[Given information — start]

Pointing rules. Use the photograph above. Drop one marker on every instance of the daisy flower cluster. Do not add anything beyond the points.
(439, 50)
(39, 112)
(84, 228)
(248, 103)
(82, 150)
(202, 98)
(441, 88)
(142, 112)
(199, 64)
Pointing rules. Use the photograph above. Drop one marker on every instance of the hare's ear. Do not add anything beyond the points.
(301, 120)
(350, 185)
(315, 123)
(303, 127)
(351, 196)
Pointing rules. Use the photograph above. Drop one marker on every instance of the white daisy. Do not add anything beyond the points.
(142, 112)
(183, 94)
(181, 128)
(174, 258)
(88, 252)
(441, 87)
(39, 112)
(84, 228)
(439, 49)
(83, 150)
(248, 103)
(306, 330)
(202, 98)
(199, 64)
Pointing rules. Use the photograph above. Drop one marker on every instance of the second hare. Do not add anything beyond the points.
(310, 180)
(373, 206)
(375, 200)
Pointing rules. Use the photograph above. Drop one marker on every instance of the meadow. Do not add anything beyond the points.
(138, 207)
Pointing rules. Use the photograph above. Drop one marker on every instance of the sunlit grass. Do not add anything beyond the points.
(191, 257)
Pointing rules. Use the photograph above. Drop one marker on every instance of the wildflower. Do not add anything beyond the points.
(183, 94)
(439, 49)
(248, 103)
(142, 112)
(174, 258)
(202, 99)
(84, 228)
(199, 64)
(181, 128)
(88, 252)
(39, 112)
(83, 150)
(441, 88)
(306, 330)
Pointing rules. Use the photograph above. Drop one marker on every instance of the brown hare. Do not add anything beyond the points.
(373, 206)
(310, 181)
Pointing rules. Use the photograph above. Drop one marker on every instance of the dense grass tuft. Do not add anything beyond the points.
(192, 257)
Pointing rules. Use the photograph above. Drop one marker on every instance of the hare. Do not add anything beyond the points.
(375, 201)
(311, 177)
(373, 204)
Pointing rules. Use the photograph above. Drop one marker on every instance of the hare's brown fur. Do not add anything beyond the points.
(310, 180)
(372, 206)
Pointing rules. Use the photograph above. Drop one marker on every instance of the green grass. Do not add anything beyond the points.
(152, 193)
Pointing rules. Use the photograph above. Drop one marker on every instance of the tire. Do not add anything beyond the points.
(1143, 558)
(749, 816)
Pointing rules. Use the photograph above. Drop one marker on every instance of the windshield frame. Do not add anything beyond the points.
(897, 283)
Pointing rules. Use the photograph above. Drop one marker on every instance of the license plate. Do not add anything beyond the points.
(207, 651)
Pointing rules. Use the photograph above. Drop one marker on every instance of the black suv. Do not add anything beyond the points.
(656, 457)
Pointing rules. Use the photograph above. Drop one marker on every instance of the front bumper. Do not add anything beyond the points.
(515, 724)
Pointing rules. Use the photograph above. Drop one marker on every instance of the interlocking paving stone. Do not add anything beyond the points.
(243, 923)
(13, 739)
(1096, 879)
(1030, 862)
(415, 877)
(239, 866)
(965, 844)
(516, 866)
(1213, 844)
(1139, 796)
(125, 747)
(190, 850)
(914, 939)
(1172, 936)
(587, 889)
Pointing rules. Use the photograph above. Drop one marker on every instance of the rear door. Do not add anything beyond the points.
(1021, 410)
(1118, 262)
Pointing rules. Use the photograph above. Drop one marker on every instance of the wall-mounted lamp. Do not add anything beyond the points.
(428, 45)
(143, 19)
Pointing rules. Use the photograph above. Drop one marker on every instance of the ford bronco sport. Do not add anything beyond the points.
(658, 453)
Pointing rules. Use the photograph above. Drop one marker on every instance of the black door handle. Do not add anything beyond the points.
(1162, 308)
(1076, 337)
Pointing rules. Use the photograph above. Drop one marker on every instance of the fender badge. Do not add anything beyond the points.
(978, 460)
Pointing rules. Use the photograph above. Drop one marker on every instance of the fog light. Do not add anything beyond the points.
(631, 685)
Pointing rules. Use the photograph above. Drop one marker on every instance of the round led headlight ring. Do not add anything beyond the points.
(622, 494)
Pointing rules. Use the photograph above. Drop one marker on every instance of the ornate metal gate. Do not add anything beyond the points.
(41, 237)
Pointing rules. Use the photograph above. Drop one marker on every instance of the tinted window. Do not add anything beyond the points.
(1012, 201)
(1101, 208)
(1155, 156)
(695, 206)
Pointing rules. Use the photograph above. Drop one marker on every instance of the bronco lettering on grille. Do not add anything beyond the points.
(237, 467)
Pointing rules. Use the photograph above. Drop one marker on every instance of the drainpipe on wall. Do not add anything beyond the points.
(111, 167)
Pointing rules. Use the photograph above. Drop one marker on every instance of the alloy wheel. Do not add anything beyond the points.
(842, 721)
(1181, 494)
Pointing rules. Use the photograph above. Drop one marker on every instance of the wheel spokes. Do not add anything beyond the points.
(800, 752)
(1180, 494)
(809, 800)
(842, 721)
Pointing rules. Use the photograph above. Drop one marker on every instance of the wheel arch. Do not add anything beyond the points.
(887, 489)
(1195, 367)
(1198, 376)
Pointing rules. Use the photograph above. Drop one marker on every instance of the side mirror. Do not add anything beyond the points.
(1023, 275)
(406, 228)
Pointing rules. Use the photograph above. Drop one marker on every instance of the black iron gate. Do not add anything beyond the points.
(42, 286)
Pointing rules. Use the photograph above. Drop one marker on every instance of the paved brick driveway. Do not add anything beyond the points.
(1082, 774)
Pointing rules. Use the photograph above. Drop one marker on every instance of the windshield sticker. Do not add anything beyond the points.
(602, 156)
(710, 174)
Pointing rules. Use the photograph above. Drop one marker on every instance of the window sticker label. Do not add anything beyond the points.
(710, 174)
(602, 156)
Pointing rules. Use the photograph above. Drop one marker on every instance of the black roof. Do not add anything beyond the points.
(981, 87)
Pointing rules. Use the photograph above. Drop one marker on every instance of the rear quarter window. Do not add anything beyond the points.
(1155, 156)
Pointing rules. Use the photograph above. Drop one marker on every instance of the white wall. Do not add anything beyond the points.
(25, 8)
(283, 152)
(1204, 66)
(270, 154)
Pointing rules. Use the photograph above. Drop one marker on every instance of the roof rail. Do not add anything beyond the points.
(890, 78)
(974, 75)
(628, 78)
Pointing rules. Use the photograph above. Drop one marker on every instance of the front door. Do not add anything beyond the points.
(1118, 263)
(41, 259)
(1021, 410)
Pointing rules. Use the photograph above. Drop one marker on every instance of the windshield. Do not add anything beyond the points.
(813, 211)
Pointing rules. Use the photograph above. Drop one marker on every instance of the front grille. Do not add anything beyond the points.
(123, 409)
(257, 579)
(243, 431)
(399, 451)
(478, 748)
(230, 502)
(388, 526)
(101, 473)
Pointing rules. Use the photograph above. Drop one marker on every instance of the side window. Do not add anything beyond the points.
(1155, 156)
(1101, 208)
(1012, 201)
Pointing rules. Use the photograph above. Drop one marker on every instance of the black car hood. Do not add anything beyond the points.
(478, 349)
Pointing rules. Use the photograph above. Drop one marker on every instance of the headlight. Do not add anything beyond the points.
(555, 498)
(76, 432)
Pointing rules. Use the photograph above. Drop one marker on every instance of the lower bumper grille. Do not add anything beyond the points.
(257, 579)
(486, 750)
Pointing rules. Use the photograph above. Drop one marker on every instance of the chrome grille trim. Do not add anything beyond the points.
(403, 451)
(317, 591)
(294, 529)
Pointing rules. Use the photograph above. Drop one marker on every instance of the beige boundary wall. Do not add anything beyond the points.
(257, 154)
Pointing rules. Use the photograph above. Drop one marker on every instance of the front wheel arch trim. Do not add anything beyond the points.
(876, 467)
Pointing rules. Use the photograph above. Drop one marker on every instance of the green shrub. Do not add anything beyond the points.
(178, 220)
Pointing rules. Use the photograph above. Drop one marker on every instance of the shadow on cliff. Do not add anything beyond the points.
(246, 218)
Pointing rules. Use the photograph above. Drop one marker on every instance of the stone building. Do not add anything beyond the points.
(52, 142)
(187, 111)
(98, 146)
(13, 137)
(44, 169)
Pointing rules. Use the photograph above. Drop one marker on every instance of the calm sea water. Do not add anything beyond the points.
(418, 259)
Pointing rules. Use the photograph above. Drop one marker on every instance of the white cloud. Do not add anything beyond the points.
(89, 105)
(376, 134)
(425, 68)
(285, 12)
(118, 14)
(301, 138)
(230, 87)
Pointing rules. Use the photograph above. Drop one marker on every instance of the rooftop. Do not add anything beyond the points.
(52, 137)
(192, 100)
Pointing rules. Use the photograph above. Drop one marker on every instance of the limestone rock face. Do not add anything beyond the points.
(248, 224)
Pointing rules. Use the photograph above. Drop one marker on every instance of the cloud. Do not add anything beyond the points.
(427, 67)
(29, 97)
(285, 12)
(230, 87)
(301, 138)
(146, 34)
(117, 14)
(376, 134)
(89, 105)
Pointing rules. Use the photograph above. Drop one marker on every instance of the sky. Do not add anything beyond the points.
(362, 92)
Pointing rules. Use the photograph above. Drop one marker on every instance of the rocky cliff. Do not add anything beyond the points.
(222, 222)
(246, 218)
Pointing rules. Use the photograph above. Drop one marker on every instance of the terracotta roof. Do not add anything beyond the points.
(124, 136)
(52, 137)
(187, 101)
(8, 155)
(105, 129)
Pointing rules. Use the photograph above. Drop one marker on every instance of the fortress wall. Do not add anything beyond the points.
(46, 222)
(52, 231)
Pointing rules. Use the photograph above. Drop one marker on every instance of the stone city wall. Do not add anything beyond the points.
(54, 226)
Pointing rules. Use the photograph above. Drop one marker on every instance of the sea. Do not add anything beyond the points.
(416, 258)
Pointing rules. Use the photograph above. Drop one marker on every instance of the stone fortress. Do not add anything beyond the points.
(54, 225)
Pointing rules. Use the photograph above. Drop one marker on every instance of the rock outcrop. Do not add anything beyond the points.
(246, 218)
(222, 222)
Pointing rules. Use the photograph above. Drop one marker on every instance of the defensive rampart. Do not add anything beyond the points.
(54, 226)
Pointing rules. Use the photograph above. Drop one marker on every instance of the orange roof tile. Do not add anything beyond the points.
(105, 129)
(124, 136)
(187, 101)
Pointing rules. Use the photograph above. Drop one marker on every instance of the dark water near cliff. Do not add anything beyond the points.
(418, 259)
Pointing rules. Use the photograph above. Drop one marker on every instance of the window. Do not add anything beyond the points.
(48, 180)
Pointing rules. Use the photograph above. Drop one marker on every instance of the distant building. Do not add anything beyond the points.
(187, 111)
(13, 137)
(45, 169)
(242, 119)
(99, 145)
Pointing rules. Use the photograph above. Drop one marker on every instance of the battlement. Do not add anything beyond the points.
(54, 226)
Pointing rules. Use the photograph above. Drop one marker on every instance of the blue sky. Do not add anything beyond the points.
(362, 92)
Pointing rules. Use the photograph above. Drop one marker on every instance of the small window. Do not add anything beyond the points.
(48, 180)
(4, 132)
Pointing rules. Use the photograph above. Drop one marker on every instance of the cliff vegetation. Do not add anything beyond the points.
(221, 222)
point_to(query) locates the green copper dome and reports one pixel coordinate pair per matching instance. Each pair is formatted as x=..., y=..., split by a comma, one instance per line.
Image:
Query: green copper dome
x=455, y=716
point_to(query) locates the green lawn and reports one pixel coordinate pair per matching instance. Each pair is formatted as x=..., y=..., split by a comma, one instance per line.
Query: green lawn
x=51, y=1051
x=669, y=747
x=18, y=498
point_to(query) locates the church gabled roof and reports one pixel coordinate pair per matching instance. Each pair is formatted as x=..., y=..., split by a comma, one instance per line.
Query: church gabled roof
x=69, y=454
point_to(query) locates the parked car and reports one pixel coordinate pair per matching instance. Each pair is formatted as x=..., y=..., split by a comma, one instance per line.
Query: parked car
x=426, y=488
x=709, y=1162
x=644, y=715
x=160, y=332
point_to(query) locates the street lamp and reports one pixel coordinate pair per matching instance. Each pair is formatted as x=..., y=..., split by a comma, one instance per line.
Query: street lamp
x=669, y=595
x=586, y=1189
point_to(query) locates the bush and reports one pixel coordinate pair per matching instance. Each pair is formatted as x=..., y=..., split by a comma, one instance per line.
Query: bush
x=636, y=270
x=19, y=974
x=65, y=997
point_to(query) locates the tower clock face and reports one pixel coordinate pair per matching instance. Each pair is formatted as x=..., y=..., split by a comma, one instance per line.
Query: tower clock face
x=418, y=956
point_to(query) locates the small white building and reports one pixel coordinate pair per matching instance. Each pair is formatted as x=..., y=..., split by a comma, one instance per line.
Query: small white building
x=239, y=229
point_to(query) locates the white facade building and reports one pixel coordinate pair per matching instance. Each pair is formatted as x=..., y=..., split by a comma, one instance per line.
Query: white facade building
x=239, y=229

[Given information — finish]

To do:
Output nothing but the lines from the one that contains "Query: bush" through the final line of the entries above, exactly as they appear.

Answer to this problem:
Query: bush
x=636, y=270
x=19, y=974
x=65, y=997
point_to(query) locates the tower clock face and reports one pixel coordinate pair per matching instance. Each pair is formatted as x=..., y=..., split by a comma, one instance per line.
Query: tower clock face
x=418, y=956
point_to(query) locates the small white building and reports one pixel coordinate pair per matching instance. Each pair is formatted as x=..., y=..., split by a comma, one instance per line.
Query: small white building
x=239, y=229
point_to(query) locates the white facade building and reports one pixel coordinate pair per matching instance. Each pair is formatted as x=..., y=..., split by a comma, one instance per line.
Query: white facade building
x=239, y=229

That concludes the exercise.